> Exercise aim
Write down every entry below once more, exactly.

Dataset Block Start

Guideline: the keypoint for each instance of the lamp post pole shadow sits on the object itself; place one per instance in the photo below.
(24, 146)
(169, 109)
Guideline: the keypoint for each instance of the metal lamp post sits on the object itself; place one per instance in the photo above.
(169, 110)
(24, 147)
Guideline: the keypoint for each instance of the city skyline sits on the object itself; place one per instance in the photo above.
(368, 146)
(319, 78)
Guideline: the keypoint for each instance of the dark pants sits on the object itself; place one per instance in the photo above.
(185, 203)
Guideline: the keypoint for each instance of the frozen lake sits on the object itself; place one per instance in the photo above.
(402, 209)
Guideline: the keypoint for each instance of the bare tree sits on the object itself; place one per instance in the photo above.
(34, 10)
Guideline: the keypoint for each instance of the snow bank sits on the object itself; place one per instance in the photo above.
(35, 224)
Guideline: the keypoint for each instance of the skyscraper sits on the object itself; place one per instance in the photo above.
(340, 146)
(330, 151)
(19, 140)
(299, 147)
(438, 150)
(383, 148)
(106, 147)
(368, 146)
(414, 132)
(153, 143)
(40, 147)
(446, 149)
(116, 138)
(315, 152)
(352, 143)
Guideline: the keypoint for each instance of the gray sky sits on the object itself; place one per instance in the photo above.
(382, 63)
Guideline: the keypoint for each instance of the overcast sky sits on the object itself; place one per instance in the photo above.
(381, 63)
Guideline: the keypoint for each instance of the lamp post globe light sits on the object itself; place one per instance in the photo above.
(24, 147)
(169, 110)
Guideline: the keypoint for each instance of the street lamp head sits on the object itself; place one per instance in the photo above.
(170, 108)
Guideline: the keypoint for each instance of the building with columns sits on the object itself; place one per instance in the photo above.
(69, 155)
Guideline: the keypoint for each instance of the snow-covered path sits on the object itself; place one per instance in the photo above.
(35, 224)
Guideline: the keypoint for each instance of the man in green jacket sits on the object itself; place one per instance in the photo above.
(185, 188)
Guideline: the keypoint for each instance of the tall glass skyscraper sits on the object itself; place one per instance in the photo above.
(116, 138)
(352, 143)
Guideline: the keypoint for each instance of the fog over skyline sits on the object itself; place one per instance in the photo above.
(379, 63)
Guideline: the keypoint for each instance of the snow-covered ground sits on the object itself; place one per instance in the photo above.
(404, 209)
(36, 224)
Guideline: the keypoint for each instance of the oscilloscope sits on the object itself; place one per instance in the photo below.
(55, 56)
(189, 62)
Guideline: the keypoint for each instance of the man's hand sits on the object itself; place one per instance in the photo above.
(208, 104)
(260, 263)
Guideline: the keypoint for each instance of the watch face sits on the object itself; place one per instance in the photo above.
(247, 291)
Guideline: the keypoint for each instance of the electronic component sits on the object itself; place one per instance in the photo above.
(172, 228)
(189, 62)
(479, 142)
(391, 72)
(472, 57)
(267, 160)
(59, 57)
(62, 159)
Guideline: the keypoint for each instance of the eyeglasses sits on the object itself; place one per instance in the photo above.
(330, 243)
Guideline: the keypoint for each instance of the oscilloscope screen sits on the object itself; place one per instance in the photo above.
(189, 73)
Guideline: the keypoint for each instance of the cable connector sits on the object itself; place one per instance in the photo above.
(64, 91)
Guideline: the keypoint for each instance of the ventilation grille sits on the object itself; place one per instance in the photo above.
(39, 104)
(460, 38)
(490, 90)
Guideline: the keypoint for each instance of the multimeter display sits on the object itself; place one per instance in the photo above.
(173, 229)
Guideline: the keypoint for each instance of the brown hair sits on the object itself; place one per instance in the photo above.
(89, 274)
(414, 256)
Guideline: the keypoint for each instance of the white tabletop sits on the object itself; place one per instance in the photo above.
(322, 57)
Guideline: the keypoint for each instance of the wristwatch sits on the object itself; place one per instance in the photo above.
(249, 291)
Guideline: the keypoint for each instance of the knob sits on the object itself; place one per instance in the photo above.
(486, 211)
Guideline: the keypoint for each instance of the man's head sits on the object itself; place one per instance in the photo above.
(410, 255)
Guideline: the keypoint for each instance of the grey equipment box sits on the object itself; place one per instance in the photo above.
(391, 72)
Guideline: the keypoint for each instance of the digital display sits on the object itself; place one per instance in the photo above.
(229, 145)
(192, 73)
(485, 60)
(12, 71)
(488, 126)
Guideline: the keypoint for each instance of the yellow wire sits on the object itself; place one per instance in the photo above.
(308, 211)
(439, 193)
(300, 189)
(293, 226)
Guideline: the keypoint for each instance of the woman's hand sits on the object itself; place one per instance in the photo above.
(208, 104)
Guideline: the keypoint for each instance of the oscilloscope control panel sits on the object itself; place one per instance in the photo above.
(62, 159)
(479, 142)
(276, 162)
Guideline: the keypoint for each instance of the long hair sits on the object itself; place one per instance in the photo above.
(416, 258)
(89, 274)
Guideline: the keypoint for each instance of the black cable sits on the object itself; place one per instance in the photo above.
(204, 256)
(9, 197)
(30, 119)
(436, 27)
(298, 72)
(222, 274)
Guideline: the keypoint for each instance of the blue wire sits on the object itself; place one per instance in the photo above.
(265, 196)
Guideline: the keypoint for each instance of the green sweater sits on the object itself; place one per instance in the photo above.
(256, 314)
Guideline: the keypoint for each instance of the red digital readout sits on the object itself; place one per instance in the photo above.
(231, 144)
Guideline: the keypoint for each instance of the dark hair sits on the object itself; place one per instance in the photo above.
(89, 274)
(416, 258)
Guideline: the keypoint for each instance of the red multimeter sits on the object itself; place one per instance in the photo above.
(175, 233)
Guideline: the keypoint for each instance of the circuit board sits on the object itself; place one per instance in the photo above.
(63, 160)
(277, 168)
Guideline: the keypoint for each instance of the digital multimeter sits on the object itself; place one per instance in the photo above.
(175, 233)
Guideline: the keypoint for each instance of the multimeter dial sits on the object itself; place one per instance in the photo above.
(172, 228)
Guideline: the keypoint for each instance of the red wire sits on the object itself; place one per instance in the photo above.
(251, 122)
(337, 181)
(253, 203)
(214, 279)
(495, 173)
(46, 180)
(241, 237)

Dataset Block End

> Answer for the task
Guideline: the keypoint for each instance of the lamp post pole shadow sits on the object itself; place one per instance in the photo below.
(24, 146)
(169, 109)
Guideline: the keypoint for each instance of the metal lamp post sits on the object itself; place one per instance in the photo above.
(169, 110)
(24, 147)
Guideline: the keypoint for each instance of the city skyline sits on the object itself; place one per instance in the photo above.
(368, 146)
(319, 78)
Guideline: the keypoint for each instance of the dark pants sits on the object itself; place one per instance in the photo above.
(185, 203)
Guideline: the keypoint for each instance of the frozen lake sits on the object itself; place one per instance in the photo above.
(402, 209)
Guideline: the keypoint for each instance of the bare tree sits on the object itself; place one per instance in the photo above.
(34, 10)
Guideline: the keypoint for each instance of the snow bank sits on the object itself; place one per instance in the photo above.
(35, 224)
Guideline: the keypoint for each instance of the skyscraper sits on the object itself; place one per instance in the photo above.
(340, 146)
(330, 151)
(19, 140)
(299, 147)
(438, 150)
(383, 148)
(106, 147)
(368, 146)
(414, 132)
(153, 143)
(40, 147)
(446, 149)
(116, 138)
(315, 152)
(352, 143)
Guideline: the keypoint for each instance of the gray sky sits on the object itself; place one per instance in the photo above.
(382, 63)
Guideline: the keypoint for each instance of the overcast sky sits on the object itself; place one per instance in the photo above.
(381, 63)
Guideline: the keypoint for each instance of the lamp post globe light sits on the object itself; place one per instance in the photo above.
(24, 147)
(169, 110)
Guideline: the keypoint for each instance of the street lamp head sits on the object itself; place one per instance in the photo above.
(170, 108)
Guideline: the keypoint for each instance of the building with columns sits on the object itself; place one per instance in the photo above.
(69, 155)
Guideline: the keypoint for each instance of the snow-covered path sits on the object itself; place one per instance in the photo above.
(35, 224)
Guideline: the keypoint for each instance of the man in green jacket sits on the object itself; place one per instance in the photo above.
(185, 188)
Guideline: the keypoint for each instance of the tall glass skyscraper sits on the object itself; place one per instance in the photo above.
(116, 138)
(352, 143)
Guideline: the keypoint for each instance of the fog over skyline sits on the object itself; place one per instance in the photo above.
(379, 63)
Guideline: the keypoint for each instance of the snow-covered ground sits on the object itself; place one per instance in the photo above.
(404, 209)
(36, 224)
Guideline: the keypoint for each instance of the oscilloscope sits on the object itself; place one per instance in the photo below.
(55, 56)
(189, 62)
Guideline: the keypoint for each instance of the man's hand sits on the object itself; place one per instance in the photo above.
(208, 104)
(260, 263)
Guideline: the keypoint for each instance of the watch face sits on the object itself; place one per instance in the photo above.
(247, 291)
Guideline: the keypoint for each instance of the electronic component sits on the object itself; place one per instance in the photo above.
(172, 228)
(189, 62)
(479, 142)
(391, 72)
(472, 57)
(267, 160)
(59, 57)
(62, 159)
Guideline: the keypoint for each instance of the eyeglasses sits on the object itself; place one per instance in the photo above.
(330, 243)
Guideline: the keypoint for each instance of the oscilloscope screen sits on the object itself; place one per instance in the photo above.
(189, 73)
Guideline: the keypoint for each instance of the cable connector sits on the object itself; place one per instance in the photo above.
(64, 91)
Guideline: the keypoint for each instance of the ventilation grille sits on the object itself; place one per instance in the photo above.
(39, 104)
(460, 38)
(490, 90)
Guideline: the keypoint for each instance of the multimeter display sits on the object itself; place one per instance in the photo above.
(173, 229)
Guideline: the keypoint for each instance of the brown hair sits on the object itself; place one per instance in the photo above.
(89, 274)
(414, 256)
Guideline: the keypoint for each instance of the white tabletop sits on the object itself; place one per instance in the photo above.
(322, 57)
Guideline: the keypoint for each instance of the wristwatch sits on the object itself; place one per instance in the photo above.
(249, 291)
Guideline: the keypoint for each instance of the knob sits on the object itself; place one per instance in the photo above.
(486, 211)
Guideline: the keypoint for each instance of the man's head sits on the object itself; place one per instance in the photo above.
(410, 255)
Guideline: the keypoint for each instance of the grey equipment box sits on the object itself; place one per instance in the photo above.
(391, 72)
Guideline: the keypoint for each instance of the digital display sits on the object itself; place one per instance in the photo above.
(229, 145)
(192, 73)
(485, 60)
(12, 71)
(488, 126)
Guideline: the keypoint for each instance of the yellow wire sits on the object itself; place one per instance in the photo above.
(308, 211)
(439, 193)
(300, 189)
(293, 226)
Guideline: the keypoint for each instance of the woman's hand sits on the object itself; place one per instance in the photo above.
(208, 104)
Guideline: the keypoint for each instance of the oscilloscope control panel sits on the object itself; place one per instance in the photo above.
(62, 159)
(479, 142)
(276, 162)
Guideline: the keypoint for each instance of the long hair sits on the object itself; place one per instance in the photo above.
(416, 258)
(89, 274)
Guideline: the keypoint for each instance of the black cable sits on the object itself; place one per instance in the photo above.
(204, 256)
(9, 197)
(30, 119)
(436, 27)
(298, 72)
(222, 274)
Guideline: the keypoint for each instance of the blue wire sits on the object itself; place one per instance in the photo above.
(265, 196)
Guideline: the keypoint for each instance of the green sweater sits on the object itself; place one per instance in the photo above.
(256, 314)
Guideline: the keypoint for each instance of the red digital readout sits on the object itself; place one per instance in the photo above.
(231, 144)
Guideline: the keypoint for each instance of the dark hair sits on the object itself; place one per instance in the photo above.
(89, 274)
(416, 258)
Guideline: the keypoint for each instance of the red multimeter sits on the object itself; place one per instance in the photo above.
(175, 233)
Guideline: the keypoint for each instance of the circuit board sits on the object itself; place one per instance in the photo above.
(63, 160)
(277, 168)
Guideline: the keypoint for each instance of the digital multimeter sits on the object itself; place one per instance in the photo above.
(175, 233)
Guideline: the keypoint for each instance of the multimeter dial sits on the object itself; place one per instance in the photo above.
(172, 228)
Guideline: the keypoint for each instance of the red wire sits on the object itself; place one per instance in the photo above.
(251, 122)
(337, 181)
(253, 203)
(214, 279)
(495, 173)
(46, 180)
(241, 237)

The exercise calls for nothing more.